TASK INSTRUCTIONS: Pull out of the data below the stretch of lines bounded by the one containing "positive clicks: (123, 365)" and the one containing "box: [86, 206, 252, 239]", both bounds included, unchanged.
BEGIN RECORDS SUPPLIED
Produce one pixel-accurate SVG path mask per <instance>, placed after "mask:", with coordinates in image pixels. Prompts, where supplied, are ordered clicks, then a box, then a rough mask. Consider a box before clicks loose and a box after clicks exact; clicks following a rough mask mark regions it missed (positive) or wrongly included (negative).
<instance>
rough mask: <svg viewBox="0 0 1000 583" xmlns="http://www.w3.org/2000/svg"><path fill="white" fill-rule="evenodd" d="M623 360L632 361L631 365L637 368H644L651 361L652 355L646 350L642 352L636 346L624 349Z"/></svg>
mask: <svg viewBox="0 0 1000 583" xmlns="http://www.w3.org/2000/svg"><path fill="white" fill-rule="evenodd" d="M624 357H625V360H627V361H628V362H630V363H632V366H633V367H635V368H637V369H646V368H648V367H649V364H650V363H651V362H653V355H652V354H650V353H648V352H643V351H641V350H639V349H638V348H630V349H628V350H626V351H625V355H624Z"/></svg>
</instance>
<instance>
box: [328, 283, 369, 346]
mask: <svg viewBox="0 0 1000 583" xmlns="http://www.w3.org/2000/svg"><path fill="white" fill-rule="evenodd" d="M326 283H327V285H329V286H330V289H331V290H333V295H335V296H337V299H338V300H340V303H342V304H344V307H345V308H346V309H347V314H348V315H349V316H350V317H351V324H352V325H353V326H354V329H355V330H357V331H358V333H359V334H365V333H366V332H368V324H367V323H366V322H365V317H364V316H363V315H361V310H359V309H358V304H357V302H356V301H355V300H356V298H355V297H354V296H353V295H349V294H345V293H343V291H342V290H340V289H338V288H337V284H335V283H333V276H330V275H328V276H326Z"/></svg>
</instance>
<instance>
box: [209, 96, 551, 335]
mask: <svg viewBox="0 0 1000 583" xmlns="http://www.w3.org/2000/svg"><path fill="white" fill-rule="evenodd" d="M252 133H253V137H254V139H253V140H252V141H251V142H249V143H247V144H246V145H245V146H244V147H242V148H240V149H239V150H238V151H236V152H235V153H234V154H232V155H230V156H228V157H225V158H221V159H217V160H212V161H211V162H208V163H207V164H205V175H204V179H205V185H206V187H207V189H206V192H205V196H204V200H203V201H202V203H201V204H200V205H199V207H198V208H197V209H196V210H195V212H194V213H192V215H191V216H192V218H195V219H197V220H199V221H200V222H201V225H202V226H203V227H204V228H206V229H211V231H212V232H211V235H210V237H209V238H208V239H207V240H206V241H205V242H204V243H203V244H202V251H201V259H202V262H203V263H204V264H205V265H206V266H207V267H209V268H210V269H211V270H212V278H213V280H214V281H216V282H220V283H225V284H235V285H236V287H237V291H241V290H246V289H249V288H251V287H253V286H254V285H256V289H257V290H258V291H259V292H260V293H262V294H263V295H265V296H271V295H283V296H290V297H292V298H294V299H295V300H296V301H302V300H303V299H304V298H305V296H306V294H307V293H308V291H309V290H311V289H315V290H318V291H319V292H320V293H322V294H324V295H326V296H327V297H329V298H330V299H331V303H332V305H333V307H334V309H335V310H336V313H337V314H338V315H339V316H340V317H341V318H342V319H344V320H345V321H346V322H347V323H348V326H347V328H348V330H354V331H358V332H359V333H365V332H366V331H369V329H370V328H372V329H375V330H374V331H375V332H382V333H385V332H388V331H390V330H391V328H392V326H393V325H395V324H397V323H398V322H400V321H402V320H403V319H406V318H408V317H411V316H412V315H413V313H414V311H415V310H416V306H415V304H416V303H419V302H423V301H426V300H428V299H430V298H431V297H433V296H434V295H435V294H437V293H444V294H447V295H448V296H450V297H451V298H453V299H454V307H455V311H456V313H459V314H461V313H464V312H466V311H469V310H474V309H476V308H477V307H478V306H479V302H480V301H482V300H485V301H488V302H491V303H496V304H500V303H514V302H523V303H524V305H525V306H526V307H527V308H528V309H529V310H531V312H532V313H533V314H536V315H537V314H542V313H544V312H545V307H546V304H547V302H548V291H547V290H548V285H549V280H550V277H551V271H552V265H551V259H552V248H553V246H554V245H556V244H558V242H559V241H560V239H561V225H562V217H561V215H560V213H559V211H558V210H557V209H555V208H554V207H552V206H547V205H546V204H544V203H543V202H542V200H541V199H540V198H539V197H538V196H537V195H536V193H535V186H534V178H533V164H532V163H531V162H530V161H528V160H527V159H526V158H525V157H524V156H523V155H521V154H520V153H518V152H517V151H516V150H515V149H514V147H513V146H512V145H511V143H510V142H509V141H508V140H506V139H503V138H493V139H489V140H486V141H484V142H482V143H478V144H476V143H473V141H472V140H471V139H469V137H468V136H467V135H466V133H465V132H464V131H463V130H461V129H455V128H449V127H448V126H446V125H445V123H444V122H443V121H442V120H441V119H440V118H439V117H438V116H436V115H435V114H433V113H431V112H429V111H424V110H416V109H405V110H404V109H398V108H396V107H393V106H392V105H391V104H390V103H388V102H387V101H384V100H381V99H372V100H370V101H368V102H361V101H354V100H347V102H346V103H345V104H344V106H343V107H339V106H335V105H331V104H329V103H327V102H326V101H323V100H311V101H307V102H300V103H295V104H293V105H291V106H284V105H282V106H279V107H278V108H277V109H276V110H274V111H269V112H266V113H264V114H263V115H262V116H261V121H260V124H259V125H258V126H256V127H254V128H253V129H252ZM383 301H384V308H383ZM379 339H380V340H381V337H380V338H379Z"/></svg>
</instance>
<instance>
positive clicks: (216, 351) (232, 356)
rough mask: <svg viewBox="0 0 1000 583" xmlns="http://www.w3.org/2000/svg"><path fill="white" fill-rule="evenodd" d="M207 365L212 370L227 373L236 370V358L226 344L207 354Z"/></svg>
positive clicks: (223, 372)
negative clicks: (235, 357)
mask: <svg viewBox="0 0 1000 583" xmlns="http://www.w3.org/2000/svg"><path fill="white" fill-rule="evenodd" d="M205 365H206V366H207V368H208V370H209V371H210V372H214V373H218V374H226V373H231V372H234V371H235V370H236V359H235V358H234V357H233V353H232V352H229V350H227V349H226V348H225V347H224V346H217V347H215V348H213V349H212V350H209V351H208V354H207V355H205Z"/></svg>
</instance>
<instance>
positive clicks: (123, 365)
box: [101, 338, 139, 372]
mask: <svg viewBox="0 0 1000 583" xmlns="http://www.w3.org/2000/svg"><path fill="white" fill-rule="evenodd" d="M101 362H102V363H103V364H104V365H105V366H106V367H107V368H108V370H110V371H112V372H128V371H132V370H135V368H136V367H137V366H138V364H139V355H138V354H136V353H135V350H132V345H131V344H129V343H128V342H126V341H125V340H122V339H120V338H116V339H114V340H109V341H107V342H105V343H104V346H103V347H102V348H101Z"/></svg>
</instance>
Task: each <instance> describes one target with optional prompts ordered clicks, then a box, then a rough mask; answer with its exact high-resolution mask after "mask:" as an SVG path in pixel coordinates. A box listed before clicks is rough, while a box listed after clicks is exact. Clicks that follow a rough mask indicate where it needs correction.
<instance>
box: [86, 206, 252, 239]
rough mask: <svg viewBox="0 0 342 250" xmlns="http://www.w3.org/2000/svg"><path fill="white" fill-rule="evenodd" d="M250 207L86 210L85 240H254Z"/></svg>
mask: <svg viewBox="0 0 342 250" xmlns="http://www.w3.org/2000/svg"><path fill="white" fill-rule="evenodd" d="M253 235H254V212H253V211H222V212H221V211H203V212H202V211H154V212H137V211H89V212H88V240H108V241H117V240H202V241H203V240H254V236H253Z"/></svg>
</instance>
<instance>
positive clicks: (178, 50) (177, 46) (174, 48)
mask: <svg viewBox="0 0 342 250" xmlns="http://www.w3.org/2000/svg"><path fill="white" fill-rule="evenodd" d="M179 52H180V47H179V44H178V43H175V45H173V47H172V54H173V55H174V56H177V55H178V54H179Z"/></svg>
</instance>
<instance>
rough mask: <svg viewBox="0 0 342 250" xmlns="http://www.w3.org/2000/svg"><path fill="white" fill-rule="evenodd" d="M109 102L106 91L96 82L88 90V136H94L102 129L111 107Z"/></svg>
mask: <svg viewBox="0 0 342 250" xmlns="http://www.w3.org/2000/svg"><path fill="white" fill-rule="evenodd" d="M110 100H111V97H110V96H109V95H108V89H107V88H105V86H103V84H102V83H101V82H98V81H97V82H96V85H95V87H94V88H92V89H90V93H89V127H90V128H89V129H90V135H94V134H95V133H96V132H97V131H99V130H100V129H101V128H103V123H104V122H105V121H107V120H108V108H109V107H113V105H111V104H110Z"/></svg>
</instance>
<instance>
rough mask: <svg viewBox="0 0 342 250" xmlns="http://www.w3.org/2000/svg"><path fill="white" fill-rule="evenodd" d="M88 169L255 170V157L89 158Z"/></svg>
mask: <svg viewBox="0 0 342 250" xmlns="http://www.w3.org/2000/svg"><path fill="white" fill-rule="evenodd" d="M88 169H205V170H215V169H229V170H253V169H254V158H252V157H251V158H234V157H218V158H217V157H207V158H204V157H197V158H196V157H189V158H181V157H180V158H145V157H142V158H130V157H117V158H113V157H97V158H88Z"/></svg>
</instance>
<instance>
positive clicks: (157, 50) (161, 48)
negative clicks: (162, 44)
END RECORDS SUPPLIED
RESPONSE BOX:
positive clicks: (123, 365)
box: [101, 338, 139, 372]
mask: <svg viewBox="0 0 1000 583" xmlns="http://www.w3.org/2000/svg"><path fill="white" fill-rule="evenodd" d="M101 362H102V363H103V364H104V365H105V366H106V367H107V368H108V370H110V371H112V372H128V371H132V370H135V368H136V367H137V366H138V364H139V355H138V354H136V353H135V350H132V345H131V344H129V343H128V342H126V341H125V340H122V339H120V338H116V339H114V340H109V341H107V342H105V343H104V346H103V347H102V348H101Z"/></svg>
</instance>
Task: each <instance> describes one target with optional prompts ordered clicks, then a box, then a rough mask; answer with its exact high-resolution mask after "mask:" as an SVG path in pixel coordinates. A box listed before clicks is rough, while a box listed after clicks is exact. Clicks that follow a rough mask indicate where it needs correction.
<instance>
box: [86, 206, 252, 239]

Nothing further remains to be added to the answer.